TASK TO CARRY OUT =>
Only the lines below starting at the one that contains "Target: white road marking" and ending at the one that contains "Target: truck tire" are to be reproduced, exactly and with both ends kept.

--- STUDY MATERIAL ---

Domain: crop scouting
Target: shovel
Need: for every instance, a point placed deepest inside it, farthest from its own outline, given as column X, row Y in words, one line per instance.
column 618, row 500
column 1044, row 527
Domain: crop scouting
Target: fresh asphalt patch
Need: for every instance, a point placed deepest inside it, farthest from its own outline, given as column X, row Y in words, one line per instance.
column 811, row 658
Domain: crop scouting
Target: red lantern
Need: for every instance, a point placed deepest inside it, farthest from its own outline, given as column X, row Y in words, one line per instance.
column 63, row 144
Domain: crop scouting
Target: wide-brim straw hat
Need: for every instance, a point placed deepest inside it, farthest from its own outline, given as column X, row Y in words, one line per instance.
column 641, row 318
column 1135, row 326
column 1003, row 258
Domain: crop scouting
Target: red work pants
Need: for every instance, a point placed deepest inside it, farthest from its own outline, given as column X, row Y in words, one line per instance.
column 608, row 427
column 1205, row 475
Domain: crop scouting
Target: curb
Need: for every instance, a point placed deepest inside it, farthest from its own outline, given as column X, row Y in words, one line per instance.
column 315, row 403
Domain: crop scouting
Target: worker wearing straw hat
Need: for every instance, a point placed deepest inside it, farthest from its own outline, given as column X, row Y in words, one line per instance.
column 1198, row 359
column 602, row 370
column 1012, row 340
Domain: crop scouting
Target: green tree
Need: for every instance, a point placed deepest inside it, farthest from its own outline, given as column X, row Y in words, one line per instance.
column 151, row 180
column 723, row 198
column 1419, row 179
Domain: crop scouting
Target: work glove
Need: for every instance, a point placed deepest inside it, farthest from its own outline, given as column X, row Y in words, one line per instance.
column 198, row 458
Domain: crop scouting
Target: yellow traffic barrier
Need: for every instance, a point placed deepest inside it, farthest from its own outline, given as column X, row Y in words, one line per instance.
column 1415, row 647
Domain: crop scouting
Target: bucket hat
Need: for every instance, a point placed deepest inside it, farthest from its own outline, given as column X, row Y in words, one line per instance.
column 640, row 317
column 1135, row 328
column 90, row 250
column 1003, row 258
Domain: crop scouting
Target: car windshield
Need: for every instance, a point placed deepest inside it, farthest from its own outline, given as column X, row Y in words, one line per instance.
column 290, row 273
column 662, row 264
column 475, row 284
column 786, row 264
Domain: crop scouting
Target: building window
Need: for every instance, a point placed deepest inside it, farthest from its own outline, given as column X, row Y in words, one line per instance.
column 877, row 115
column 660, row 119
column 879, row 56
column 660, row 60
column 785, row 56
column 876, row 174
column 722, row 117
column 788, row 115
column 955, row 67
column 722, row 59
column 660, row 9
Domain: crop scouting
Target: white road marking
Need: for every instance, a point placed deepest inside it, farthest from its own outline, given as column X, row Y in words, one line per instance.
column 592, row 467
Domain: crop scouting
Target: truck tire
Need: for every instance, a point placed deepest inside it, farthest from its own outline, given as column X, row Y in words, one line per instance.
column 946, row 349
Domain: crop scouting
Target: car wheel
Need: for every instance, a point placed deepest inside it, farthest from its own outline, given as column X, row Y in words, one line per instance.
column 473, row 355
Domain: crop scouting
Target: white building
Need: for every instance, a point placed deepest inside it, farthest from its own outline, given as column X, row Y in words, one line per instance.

---
--- STUDY MATERIAL ---

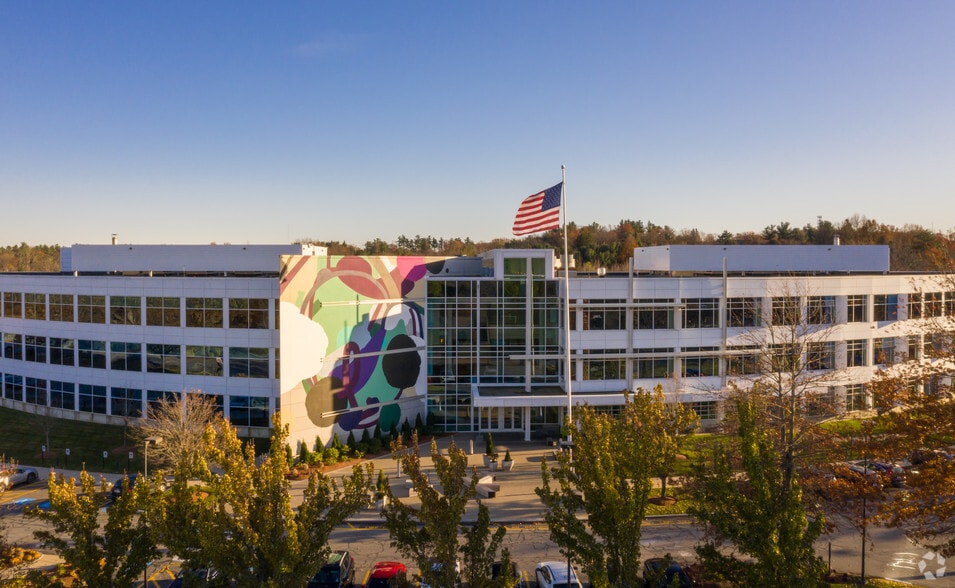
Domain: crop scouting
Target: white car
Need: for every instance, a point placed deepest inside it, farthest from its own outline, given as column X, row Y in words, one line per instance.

---

RESPONSE FOR THIS EXERCISE =>
Target: white road marking
Need: for every instance, a point placed deepest inside it, farthest from its own outline, given as column X, row Y in words, one line per instance.
column 592, row 467
Domain: crop scouting
Target: truck tire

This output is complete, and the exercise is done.